■ **Passage provided**
Devotional feeling: getting too sensual? (women only!)

Hello

I have a little bit of concern so I would like your opinions.
I have difficulty distinguishing heart, emotion, and physical sensation. I am generally reason-oriented and when I make a decision I just inte as well as opinions of wise people. On the other hand, in discerning God's will for me, heart is supposed to be also pretty important, so I am trying to pay more attention to it. But then I feel like I am being sometimes too sensual, and this "sometimes" correlate to hormonal cycle.
Generally, I get somewhat overwhelmed by emotion and sensation when I hear/read words like, "total consecration/holocaust", "surrender to God's will", "obedience", "hidden life with God", etc, especially if these are coming from nuns. This already worries me a bit, especially in the view of the fact that I'm so much of a procrastinator in doing things like getting out of bed to go to adoration or getting work done, or keeping my mouth shut instead of saying dumb things to brag: I suspect that I enjoy just a thought or sentiment of devotion but actually have very little devotion. I pray that God will help me.
What worries me a lot more is that sometimes it gets really physically strong sensation, with particular feeling around uterus, etc. I am ordinarily very much of a Tom boy (though I'm already 36) and I'm dressed and behave like a guy, but in prayer I sometimes feel my femininity intensely, and, for example I get an urge of wearing skirt secretly to go to adoration. And now and then I get very intense sensation in bed, I feel something around my uterus and I think of Mother of God by annunciation etc, and my chest and body and everywhere get filled with desire to surrender myself to God, fall down before Him, to be with Him in cloister and suffer with Christ, my chest feels like, if I use the word from St.John of the Cross, being touched by smoldering piece of wood. To me all this is very sensual, may be emotional, but I'm not sure what I to think of it, if it has anything to do with my "heart"'s desire. I keep pray so that my "desire" to surrender be real, and put to practice in daily life. I also pray so I wont dwell on myself or enjoy sensation but rather focus on God and others and grow in desire serving them in every moment. I want to trust that there is nothing wrong with me, God is just doing this because I'm weak or stubborn or something, but I worry that I am some kind of sensuality freak or something. I would like to know if it is relatively normal or common.

■ **Source excerpt**
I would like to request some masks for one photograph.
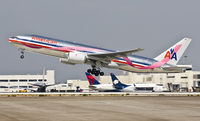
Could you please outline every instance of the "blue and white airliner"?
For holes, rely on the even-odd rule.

■ **Exercise details**
Repeat the post on devotional feeling from "Devotional feeling: getting" up to and including "to hormonal cycle.", substituting "inner voice" for "heart" each time it appears.

■ **Response to the task**
Devotional feeling: getting too sensual? (women only!)

Hello

I have a little bit of concern so I would like your opinions.
I have difficulty distinguishing inner voice, emotion, and physical sensation. I am generally reason-oriented and when I make a decision I just inte as well as opinions of wise people. On the other hand, in discerning God's will for me, inner voice is supposed to be also pretty important, so I am trying to pay more attention to it. But then I feel like I am being sometimes too sensual, and this "sometimes" correlate to hormonal cycle.